[OBJECTIVE] Reproduce all of the records below word for word, but leave the pictures out.

[MATERIAL SUPPLIED]
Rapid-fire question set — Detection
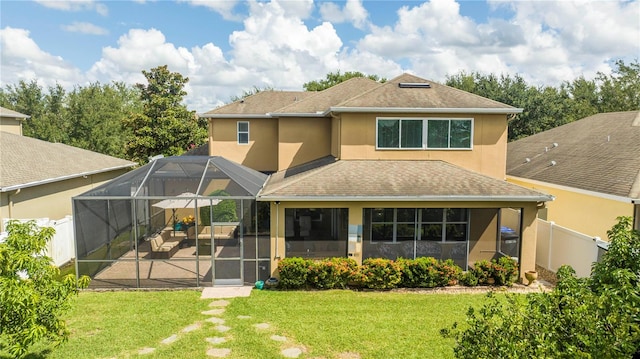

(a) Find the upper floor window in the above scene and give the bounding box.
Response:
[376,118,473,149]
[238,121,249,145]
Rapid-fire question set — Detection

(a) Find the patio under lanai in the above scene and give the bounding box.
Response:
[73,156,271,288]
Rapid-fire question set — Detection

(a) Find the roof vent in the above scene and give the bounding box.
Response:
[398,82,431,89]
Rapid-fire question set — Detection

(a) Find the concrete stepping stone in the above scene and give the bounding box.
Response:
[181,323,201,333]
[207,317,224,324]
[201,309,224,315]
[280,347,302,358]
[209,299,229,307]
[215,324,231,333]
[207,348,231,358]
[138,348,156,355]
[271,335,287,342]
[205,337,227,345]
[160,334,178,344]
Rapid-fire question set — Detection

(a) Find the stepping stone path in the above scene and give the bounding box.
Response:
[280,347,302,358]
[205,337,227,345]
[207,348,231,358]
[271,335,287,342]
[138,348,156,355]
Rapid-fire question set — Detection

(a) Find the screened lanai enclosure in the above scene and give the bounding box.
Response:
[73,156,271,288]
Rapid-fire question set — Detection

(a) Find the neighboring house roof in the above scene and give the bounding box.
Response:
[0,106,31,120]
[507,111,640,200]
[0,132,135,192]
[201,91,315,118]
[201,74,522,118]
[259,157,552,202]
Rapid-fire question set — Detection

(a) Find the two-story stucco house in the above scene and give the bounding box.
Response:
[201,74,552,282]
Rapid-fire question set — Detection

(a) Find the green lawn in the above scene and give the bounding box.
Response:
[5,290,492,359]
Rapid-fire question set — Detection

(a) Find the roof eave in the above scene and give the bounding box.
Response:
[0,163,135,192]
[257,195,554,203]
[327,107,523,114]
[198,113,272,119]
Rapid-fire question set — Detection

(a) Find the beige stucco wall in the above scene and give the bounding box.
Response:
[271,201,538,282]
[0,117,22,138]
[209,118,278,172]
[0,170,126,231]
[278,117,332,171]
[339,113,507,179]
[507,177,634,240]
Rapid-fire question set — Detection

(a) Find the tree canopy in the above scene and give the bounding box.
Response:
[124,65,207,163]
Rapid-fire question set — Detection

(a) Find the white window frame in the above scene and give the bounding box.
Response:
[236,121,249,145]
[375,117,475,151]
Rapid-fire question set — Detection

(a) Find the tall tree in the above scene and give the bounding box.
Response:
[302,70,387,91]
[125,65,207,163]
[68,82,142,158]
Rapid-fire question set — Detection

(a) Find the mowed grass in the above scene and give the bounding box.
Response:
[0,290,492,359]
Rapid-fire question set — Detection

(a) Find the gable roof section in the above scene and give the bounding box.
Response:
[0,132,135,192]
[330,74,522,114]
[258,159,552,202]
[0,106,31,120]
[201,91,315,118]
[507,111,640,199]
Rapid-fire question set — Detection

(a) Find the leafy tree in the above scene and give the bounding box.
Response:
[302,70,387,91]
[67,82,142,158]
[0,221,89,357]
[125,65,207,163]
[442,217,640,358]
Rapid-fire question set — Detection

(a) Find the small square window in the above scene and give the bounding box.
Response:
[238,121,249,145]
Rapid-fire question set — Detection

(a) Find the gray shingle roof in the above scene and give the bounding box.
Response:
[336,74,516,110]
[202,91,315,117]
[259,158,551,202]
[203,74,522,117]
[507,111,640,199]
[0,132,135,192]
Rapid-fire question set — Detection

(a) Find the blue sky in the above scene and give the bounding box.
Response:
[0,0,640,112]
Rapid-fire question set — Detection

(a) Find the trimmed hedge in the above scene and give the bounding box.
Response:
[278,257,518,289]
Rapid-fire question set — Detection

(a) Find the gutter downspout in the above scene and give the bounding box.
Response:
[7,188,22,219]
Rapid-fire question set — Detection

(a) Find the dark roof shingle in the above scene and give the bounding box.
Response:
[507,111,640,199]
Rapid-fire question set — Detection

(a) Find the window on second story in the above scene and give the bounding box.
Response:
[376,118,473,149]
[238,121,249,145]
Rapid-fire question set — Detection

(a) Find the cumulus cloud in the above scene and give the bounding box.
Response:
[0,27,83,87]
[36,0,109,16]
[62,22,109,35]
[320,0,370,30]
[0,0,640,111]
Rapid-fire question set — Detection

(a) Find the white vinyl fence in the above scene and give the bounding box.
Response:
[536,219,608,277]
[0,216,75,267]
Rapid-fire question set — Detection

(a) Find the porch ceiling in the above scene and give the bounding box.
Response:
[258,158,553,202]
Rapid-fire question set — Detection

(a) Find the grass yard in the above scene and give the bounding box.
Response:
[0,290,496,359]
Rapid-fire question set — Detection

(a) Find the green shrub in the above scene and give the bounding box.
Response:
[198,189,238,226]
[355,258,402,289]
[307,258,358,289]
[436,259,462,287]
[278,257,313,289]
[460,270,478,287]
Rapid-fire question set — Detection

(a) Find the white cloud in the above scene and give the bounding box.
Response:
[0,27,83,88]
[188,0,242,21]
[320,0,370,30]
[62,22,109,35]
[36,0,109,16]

[ANSWER TO THE EXERCISE]
Rapid-fire question set — Detection

(a) Find the upper floor window in the above scene and give the bounding box.
Response:
[376,118,473,149]
[238,121,249,145]
Rapid-fire question set — Detection

(a) Find the patio under lanai in the above scene and give the bounding box.
Response:
[73,156,271,288]
Rapid-fire question set — Detection

(a) Find the roof vent in the above scene and give the bounding box.
Response:
[398,82,431,89]
Rapid-fire question set — Detection

(a) Find the concrete stepping stone in the above scene and give the bounding box.
Response:
[181,323,201,333]
[207,317,224,324]
[201,309,224,315]
[280,347,302,358]
[209,299,229,307]
[215,324,231,333]
[207,348,231,358]
[138,348,156,355]
[271,335,287,342]
[205,337,227,345]
[160,334,178,344]
Rapid-fire question set — Detection

(a) Find the stepping stone path in the above scene and give the bounding box.
Response:
[280,347,302,358]
[205,337,227,345]
[207,348,231,358]
[271,335,287,342]
[138,348,156,355]
Rapid-fire question set — Detection

(a) Find the screened lanai enclosure in the above scene and give the bounding box.
Response:
[73,156,271,288]
Rapid-fire question set — Detection

(a) Find the neighboring house roof in the above scene and give the bounding box.
Response:
[0,106,31,120]
[507,111,640,200]
[0,132,135,192]
[201,91,315,118]
[201,74,522,118]
[259,157,552,202]
Rapid-fire question set — Detection

(a) Find the two-story stucco house in the above scene and give the bounding box.
Response:
[201,74,552,282]
Rapid-fire question set — Detection

(a) Find the green lawn in the above scene and give the bounding box.
Response:
[5,290,492,359]
Rapid-fire question set — Detection

(a) Find the roof eave in the above scene and give the bounding box.
Response:
[0,163,135,192]
[257,195,554,203]
[327,107,523,114]
[198,113,272,119]
Rapid-fire question set — Detection

(a) Find the beige stucco wall in the above scene and give the bounding box.
Response:
[271,201,538,282]
[0,117,22,138]
[209,118,278,172]
[0,170,126,231]
[278,117,332,171]
[339,113,507,179]
[507,177,634,240]
Rapid-fire question set — Detection

(a) Find the tree canopy in the above scene and give the bounding box.
Response:
[124,65,207,163]
Rapid-fire question set — Detection

(a) Find the white window frame in the above scene and give the bounding box.
Response:
[236,121,249,145]
[375,117,475,151]
Rapid-fire question set — Detection

(a) Find the tall tree in the above scene and give the bounding box.
Response:
[302,70,387,91]
[125,65,207,163]
[68,82,142,158]
Rapid-fire question set — Detection

(a) Find the mowed grass in the above scene and give the bounding box.
Response:
[0,290,492,359]
Rapid-fire question set — Detection

(a) Find the gable roof section in the above scene and give the bounding box.
Response:
[0,132,135,192]
[330,74,522,114]
[258,159,552,202]
[0,106,31,120]
[201,91,315,118]
[507,111,640,199]
Rapid-fire question set — Detection

(a) Find the leafy tree in the above scene and give the bounding box.
Response:
[302,70,387,91]
[67,82,142,158]
[0,221,89,357]
[125,65,207,163]
[442,217,640,358]
Rapid-fire question set — Detection

(a) Find the small square window in the above scene and give the bounding box.
Response:
[238,121,249,145]
Rapid-fire question set — Detection

(a) Find the gray shingle roof in the above scene and give the bounding box.
Response:
[336,74,516,110]
[202,91,315,117]
[259,158,551,202]
[203,74,522,117]
[507,111,640,199]
[0,132,135,192]
Rapid-fire question set — Detection

(a) Find the blue sky in the above scene and give the bounding box.
Response:
[0,0,640,112]
Rapid-fire question set — Detection

(a) Find the trimmed hedge in the above scene and give the bounding box.
Response:
[278,257,518,289]
Rapid-fire question set — Detection

(a) Find the gutter downspout in the above scene and give the bounding box.
Response:
[7,188,22,219]
Rapid-fire question set — Detection

(a) Find the dark roof shingle in the above scene and give the bounding box.
Response:
[507,111,640,199]
Rapid-fire question set — Detection

(a) Find the window on second story in the above scene and give the bounding box.
Response:
[376,118,473,149]
[238,121,249,145]
Rapid-fire question set — Detection

(a) Find the cumulus cloud in the above scene and give the bounding box.
Response:
[0,27,83,87]
[36,0,109,16]
[62,22,109,35]
[320,0,370,30]
[0,0,640,111]
Rapid-fire question set — Detection

(a) Find the white vinyl fence in the above scene and give the bounding box.
Response:
[536,219,608,277]
[0,216,75,267]
Rapid-fire question set — Detection

(a) Find the porch ceiling in the above scene and give the bounding box.
Response:
[258,158,553,202]
Rapid-fire question set — Detection

(a) Find the grass yard in the above scene and give the bounding box.
Response:
[0,290,496,359]
Rapid-fire question set — Detection

(a) Find the green shrub in the above scene and give the bounding box.
Response:
[198,189,238,226]
[355,258,402,289]
[307,258,358,289]
[436,259,462,287]
[278,257,313,289]
[460,270,478,287]
Rapid-fire question set — Detection

(a) Find the white cloud in the above scene and give the bounding box.
Response:
[0,27,83,88]
[188,0,242,21]
[320,0,370,30]
[62,22,109,35]
[36,0,109,16]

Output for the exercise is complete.